**Exercise brief**
Rewrite the lines below, changing every occurrence of "marker" to "pin" and leaving all other text as it stands.

▼

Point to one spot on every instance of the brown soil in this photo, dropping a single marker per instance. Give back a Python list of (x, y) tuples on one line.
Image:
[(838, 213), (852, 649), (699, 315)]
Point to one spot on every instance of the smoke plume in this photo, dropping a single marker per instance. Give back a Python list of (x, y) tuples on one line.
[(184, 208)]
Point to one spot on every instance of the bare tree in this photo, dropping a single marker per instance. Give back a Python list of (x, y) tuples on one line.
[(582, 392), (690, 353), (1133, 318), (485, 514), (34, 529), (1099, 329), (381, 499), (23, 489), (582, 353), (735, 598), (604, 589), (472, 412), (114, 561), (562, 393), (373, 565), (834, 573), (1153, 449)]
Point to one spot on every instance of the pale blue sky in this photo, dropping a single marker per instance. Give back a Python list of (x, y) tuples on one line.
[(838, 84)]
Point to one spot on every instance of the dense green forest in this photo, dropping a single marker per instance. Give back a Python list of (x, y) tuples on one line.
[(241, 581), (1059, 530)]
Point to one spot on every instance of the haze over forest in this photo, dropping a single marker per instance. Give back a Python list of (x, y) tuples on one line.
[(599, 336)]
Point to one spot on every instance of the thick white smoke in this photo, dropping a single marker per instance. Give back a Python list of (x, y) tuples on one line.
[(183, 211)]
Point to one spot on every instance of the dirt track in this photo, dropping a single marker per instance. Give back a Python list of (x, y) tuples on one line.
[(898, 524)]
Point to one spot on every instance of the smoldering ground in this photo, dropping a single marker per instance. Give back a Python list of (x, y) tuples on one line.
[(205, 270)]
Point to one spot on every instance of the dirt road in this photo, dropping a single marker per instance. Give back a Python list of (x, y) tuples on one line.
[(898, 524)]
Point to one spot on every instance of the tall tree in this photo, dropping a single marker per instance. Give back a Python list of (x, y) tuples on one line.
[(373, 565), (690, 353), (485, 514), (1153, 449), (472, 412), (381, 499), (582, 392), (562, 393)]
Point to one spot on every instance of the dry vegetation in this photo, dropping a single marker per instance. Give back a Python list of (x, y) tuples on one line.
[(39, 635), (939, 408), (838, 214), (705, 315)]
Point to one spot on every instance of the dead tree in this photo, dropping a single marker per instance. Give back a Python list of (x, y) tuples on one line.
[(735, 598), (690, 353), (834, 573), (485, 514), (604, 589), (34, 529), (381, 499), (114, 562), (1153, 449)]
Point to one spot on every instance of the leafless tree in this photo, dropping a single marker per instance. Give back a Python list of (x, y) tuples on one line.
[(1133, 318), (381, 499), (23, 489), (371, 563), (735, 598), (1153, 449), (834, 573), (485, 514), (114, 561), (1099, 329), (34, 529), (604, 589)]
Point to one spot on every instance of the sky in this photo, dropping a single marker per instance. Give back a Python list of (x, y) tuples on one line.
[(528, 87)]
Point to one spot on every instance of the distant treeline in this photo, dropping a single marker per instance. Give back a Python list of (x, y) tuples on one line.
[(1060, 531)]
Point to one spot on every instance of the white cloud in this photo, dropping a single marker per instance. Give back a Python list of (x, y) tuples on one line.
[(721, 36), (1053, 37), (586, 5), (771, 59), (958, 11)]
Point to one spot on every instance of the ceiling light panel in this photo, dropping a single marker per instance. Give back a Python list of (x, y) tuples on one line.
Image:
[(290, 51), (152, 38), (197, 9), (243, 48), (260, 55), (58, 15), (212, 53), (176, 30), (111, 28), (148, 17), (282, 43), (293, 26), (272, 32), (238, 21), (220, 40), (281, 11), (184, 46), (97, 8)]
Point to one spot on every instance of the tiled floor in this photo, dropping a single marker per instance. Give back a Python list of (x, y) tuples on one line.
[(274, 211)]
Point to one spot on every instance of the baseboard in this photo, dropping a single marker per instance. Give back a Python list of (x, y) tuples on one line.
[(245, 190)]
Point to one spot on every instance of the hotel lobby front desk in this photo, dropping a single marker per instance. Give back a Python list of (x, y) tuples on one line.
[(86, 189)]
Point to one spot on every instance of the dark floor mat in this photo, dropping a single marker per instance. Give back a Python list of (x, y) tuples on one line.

▲

**Completed task**
Point to one spot on every instance of the brown soil in this photo, dropping a single pin per instance. Give back a Python list of (x, y) tuples on one line.
Image:
[(838, 213), (852, 649), (699, 315)]
Point to one spot on every instance of the smoke plume in this photo, dropping a single pin per instance. Give back a Python list of (x, y) tuples on one line.
[(184, 208)]
Point to one spot on every instance of the bare tree in this photo, dropping a single pin per instance. Give back a Python list of (x, y) tuples on one line.
[(582, 392), (690, 353), (1133, 318), (485, 514), (34, 529), (1099, 329), (381, 499), (23, 489), (582, 353), (735, 598), (604, 589), (472, 412), (114, 561), (562, 393), (373, 565), (834, 573), (1153, 449)]
Point to one spot on every instance of the pale blue sky in this photo, dropping a single pin per instance. Give back a Python list of (x, y) tuples on one line.
[(838, 84)]
Point to one spot on every instance of the dense green forest in this photo, dropping a single pin per instance. Give back a Python list of (x, y) tuples on one line.
[(241, 581), (1059, 530)]
Point to one spot on every instance of the haze over forest in this photo, dropping a single pin per instance. Give back a Python list of (x, y) tuples on one line.
[(599, 336)]
Point to one spot on every instance of the thick white smoke in this photo, dropping a single pin per instance. Give back a Python list of (x, y) tuples on one line.
[(183, 211)]
Point to one spot on every instance of the dirt track in this photo, dropping a single pin per instance. Give back a Python list of (x, y) tuples on one line.
[(898, 524)]
Point to one spot on every instance of the smoldering ground in this photo, dropping a single pin per instance. Give back a Python list of (x, y) tuples on one line.
[(205, 270)]
Point to one spot on every instance of the dirt road in this photo, dropping a single pin per instance. Give back a Python list of (x, y) tuples on one line.
[(898, 524)]
Point to one spot on every instance of the tall tree in this photo, dropping a single pin per instance. Give back a Python list of (x, y) tuples on one line.
[(373, 565), (690, 353), (485, 514), (1153, 449), (472, 412), (381, 499), (582, 392), (562, 393)]
Point to one spot on every instance of the dry vegetation in this photo, dropping a single pin per instance. Give back a Python list of (x, y) tuples on one line.
[(39, 635), (939, 408), (838, 214), (705, 315)]
Point to one spot on every instance of the dead tree in this photo, dropping a single pin per instance. Give back a Python list of (x, y) tuples on one line.
[(735, 598), (690, 353), (834, 573), (485, 514), (604, 589), (34, 529), (381, 499), (114, 562), (1153, 449)]
Point to one spot on every instance of the leafless tree in this photo, dropping a single pin per instance. Give back a Python list of (x, y) tuples on one line.
[(1133, 318), (381, 499), (23, 489), (371, 563), (735, 598), (1153, 449), (834, 573), (485, 514), (114, 561), (1099, 329), (34, 529), (604, 589)]
Point to one spot on every instance of the sky in this photo, dropping a single pin per instance. Give back a Python list of (x, y) tuples on one line.
[(528, 87)]
Point to one spot on every instance of the distant treeline in this photo, dropping a single pin per instance. Give back a Python list of (x, y) tuples on one line.
[(1060, 531)]
Point to one spot on every instance of the white cloud in this photo, dropping a single pin per instance. Give back a Python list of (x, y) tuples on one line.
[(721, 36), (1053, 37), (586, 5), (771, 59), (958, 11)]
Point to one spot on every instance of the ceiling light panel in this photo, dropping a single pin per instance. Give back a Python list of (x, y) tuples on one line.
Image:
[(290, 51), (152, 38), (197, 9), (243, 48), (260, 55), (58, 15), (212, 53), (176, 30), (111, 28), (148, 17), (282, 43), (293, 26), (272, 32), (238, 21), (220, 40), (281, 11), (184, 46), (97, 8)]
Point to one spot on every instance of the tiled floor in this photo, dropping a single pin per instance. Give back a Python list of (x, y) tuples on one line.
[(274, 211)]
Point to one spot on every instance of the baseboard in this photo, dropping a single pin per instance. Give back a Python list of (x, y) tuples on one line.
[(245, 190)]
Point to one spot on every instance of the hotel lobby front desk in this photo, dropping a single pin per instance. Give back a Python list of (x, y) tuples on one line.
[(86, 189)]
Point to one spot on every instance of the dark floor mat in this photo, dropping a single pin per instance. Give back a Python list of (x, y) tuples on one line.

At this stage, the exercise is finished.